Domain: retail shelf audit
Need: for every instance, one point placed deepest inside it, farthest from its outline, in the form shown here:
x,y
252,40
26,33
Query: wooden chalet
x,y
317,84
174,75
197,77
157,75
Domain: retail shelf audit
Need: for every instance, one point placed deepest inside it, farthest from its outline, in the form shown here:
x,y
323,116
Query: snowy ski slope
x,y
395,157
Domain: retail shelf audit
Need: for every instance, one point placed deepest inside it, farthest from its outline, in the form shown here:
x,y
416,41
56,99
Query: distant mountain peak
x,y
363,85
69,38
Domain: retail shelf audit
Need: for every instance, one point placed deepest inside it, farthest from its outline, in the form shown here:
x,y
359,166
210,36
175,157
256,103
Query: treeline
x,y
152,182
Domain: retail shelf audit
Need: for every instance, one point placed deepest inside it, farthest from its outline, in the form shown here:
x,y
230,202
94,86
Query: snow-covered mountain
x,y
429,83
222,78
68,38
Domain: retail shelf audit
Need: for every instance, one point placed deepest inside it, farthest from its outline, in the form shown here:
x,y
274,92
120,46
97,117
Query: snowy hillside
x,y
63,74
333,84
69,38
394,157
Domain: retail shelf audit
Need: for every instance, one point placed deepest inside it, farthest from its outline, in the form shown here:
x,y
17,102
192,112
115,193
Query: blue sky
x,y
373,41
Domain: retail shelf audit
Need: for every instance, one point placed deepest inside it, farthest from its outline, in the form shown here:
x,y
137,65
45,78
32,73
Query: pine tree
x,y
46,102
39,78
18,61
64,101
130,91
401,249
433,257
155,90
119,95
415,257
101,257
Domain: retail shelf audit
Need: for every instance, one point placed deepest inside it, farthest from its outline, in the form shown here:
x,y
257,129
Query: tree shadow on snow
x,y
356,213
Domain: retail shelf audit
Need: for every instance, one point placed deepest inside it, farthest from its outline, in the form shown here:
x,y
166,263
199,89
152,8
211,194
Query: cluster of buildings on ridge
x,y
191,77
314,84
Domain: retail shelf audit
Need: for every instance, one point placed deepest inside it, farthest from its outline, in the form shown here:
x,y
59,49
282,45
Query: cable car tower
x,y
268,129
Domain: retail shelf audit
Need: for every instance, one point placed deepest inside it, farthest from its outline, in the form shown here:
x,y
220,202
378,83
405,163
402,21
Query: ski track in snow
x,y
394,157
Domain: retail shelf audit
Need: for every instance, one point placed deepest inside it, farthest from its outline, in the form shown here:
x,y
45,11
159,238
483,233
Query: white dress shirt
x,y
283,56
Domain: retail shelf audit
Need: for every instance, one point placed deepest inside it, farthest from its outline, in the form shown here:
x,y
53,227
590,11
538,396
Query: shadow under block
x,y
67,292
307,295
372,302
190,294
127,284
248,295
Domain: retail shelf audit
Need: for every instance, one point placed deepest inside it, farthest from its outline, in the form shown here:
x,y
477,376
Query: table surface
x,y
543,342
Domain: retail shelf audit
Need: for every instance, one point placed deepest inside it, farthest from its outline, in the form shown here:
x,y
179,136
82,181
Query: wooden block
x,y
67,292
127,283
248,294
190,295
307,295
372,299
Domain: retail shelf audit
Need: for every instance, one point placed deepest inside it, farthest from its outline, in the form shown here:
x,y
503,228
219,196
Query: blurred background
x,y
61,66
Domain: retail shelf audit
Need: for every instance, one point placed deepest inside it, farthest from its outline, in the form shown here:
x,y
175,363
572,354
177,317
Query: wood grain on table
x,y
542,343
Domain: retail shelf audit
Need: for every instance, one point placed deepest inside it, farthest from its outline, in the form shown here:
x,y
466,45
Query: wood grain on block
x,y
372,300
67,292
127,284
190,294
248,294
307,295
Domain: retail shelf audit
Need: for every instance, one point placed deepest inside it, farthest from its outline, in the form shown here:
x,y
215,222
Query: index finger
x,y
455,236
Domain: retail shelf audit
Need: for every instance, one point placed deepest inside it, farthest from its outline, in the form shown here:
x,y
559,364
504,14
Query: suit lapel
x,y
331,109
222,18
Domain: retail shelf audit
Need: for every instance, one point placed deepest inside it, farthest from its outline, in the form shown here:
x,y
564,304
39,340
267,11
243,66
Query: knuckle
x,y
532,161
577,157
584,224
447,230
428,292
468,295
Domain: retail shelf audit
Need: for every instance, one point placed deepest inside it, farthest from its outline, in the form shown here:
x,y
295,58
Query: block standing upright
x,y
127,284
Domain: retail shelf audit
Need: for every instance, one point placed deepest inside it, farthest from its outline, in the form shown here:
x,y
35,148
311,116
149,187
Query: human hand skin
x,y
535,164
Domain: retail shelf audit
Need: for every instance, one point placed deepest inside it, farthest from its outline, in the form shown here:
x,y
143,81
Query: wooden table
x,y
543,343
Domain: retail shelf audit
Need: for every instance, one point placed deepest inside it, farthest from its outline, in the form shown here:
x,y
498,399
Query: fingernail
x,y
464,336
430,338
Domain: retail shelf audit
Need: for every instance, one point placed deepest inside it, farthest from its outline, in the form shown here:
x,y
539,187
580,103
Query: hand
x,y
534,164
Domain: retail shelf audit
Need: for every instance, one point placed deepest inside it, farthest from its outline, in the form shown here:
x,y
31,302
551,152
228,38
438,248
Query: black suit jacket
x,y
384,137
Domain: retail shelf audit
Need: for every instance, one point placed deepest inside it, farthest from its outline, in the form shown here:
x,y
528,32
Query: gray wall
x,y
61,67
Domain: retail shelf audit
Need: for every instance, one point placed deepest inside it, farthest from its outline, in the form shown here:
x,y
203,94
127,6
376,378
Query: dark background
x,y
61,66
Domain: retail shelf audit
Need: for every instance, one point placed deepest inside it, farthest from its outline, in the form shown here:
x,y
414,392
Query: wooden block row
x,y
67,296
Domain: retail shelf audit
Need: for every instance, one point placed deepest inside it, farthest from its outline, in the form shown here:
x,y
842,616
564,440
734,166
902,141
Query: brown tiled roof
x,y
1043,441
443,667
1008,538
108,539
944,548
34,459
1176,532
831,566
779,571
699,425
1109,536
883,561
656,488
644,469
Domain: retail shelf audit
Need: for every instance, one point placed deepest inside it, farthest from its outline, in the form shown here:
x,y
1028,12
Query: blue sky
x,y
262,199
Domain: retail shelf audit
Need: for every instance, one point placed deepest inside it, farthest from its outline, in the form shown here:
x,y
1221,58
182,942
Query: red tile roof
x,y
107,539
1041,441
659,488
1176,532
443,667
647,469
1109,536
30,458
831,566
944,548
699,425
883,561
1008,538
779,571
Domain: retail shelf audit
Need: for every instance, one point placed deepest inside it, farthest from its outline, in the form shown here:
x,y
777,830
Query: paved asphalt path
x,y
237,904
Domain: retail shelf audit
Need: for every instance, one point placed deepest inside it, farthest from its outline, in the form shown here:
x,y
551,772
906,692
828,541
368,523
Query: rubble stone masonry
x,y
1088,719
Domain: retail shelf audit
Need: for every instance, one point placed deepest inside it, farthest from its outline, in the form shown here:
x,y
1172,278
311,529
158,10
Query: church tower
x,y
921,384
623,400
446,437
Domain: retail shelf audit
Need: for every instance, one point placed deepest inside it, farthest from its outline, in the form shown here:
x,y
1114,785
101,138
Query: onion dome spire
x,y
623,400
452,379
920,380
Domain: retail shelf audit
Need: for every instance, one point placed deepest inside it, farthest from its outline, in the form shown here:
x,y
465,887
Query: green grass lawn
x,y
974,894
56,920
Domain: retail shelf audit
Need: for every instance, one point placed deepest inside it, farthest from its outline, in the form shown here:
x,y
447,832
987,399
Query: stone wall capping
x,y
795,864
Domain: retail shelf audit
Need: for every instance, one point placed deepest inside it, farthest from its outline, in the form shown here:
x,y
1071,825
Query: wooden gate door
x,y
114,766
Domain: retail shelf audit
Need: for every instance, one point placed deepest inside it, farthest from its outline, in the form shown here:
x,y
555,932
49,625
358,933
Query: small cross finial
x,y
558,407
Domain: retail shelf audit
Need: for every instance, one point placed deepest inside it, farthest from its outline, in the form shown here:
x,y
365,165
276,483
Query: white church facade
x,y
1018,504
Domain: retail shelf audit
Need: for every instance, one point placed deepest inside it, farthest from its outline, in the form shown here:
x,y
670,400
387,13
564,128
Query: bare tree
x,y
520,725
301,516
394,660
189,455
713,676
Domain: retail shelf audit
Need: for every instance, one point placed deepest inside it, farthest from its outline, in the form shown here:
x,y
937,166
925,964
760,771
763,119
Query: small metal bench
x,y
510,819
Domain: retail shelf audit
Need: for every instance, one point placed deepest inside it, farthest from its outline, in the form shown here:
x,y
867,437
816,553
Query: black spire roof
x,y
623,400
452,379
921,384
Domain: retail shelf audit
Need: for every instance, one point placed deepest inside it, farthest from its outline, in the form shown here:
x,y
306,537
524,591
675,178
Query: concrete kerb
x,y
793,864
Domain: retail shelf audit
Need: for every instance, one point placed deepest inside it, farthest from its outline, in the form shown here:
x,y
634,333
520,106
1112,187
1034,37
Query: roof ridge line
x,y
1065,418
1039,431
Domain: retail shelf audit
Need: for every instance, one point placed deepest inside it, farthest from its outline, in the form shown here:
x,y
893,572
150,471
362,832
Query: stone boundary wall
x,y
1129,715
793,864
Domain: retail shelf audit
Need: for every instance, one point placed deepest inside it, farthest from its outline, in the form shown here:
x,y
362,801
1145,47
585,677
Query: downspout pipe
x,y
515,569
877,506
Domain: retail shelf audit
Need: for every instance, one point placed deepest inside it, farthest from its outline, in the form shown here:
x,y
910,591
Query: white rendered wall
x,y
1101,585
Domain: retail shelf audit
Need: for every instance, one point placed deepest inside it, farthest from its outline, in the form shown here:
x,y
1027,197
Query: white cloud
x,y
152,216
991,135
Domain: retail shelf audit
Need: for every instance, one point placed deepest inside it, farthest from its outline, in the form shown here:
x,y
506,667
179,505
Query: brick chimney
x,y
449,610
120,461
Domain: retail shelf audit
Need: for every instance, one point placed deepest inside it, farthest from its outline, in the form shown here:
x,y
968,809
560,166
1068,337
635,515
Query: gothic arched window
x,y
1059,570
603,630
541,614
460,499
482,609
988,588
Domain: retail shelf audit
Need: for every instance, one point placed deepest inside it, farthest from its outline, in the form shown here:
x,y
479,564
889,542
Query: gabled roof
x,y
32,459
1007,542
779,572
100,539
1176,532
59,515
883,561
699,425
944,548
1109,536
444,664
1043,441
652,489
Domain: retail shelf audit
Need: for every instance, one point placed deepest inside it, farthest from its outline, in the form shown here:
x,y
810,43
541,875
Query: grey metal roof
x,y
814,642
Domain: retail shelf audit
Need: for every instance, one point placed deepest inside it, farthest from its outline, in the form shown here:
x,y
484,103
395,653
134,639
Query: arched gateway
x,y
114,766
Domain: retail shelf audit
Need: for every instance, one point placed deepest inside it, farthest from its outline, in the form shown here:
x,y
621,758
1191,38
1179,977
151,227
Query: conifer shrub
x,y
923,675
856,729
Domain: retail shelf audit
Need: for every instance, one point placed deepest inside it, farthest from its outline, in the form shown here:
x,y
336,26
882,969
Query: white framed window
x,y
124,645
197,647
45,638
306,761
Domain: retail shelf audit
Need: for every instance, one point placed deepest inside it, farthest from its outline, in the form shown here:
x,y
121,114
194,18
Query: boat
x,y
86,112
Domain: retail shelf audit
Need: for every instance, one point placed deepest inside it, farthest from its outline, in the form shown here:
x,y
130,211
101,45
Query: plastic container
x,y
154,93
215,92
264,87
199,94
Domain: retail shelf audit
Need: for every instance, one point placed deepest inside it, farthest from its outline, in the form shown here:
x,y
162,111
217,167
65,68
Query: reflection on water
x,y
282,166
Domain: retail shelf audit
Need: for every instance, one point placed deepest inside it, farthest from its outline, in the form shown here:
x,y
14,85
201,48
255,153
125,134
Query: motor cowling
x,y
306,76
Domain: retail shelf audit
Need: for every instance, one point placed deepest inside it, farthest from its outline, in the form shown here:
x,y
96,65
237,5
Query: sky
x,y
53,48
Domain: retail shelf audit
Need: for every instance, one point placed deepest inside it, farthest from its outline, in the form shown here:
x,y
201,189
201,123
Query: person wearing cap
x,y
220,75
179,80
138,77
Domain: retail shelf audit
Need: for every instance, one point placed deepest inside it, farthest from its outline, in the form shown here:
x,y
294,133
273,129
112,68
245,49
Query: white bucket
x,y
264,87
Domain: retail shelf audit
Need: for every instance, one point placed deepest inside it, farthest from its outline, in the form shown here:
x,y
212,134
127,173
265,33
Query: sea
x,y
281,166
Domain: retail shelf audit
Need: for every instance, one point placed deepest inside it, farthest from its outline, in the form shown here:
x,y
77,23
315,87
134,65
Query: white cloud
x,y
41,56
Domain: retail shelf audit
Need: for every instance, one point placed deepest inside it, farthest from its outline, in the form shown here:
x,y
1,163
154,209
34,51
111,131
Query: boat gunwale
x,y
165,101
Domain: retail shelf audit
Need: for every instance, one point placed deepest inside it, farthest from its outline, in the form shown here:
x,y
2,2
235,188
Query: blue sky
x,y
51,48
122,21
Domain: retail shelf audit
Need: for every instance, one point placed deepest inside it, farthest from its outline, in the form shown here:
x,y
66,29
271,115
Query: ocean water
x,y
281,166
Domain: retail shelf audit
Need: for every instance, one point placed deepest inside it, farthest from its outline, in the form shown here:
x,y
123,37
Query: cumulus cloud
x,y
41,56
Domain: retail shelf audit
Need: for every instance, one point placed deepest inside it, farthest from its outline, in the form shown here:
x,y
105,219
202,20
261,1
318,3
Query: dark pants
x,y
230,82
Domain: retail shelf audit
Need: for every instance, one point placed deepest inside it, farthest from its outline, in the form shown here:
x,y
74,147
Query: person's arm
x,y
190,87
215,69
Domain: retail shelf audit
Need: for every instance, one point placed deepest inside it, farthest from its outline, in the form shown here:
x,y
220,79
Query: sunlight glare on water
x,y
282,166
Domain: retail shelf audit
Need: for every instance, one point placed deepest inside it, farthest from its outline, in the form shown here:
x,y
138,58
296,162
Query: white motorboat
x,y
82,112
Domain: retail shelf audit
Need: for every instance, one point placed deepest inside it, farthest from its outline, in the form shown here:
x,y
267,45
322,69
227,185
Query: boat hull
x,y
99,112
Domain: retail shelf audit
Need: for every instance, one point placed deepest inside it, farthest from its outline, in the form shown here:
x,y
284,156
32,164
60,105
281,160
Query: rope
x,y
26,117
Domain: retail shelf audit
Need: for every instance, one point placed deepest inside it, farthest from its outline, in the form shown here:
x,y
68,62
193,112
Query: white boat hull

PROBLEM REQUIREMENTS
Copy out every line of the records above that contains the word "suit".

EXPECTED ANSWER
Query: suit lapel
Query: black suit jacket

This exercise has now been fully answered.